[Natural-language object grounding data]
[Start of Attachment]
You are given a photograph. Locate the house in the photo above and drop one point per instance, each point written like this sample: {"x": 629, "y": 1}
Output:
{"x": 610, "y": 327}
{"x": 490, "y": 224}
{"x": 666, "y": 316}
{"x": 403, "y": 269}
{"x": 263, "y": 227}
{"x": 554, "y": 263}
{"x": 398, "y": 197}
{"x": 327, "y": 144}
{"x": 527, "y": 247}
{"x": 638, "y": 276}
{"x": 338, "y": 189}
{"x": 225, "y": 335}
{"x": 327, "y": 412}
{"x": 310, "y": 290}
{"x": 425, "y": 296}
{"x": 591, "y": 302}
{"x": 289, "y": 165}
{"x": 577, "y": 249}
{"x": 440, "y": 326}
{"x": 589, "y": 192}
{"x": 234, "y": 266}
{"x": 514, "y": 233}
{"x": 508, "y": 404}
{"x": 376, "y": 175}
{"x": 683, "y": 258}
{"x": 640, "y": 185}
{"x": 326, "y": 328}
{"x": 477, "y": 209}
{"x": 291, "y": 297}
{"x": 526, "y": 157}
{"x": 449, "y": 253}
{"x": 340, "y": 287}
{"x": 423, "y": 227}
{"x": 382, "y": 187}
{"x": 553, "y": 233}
[End of Attachment]
Each record above should be output again exactly.

You are given a photograph. Locate the house in the photo above and drop one point per instance, each point written like this sample: {"x": 629, "y": 1}
Output:
{"x": 610, "y": 327}
{"x": 490, "y": 224}
{"x": 666, "y": 316}
{"x": 403, "y": 269}
{"x": 263, "y": 227}
{"x": 554, "y": 263}
{"x": 398, "y": 197}
{"x": 327, "y": 144}
{"x": 527, "y": 247}
{"x": 638, "y": 276}
{"x": 338, "y": 189}
{"x": 225, "y": 335}
{"x": 327, "y": 412}
{"x": 310, "y": 290}
{"x": 425, "y": 296}
{"x": 591, "y": 302}
{"x": 289, "y": 165}
{"x": 577, "y": 249}
{"x": 440, "y": 326}
{"x": 589, "y": 192}
{"x": 234, "y": 266}
{"x": 514, "y": 233}
{"x": 508, "y": 404}
{"x": 376, "y": 175}
{"x": 683, "y": 258}
{"x": 640, "y": 185}
{"x": 326, "y": 328}
{"x": 477, "y": 209}
{"x": 291, "y": 297}
{"x": 526, "y": 157}
{"x": 449, "y": 253}
{"x": 340, "y": 287}
{"x": 423, "y": 227}
{"x": 382, "y": 187}
{"x": 553, "y": 233}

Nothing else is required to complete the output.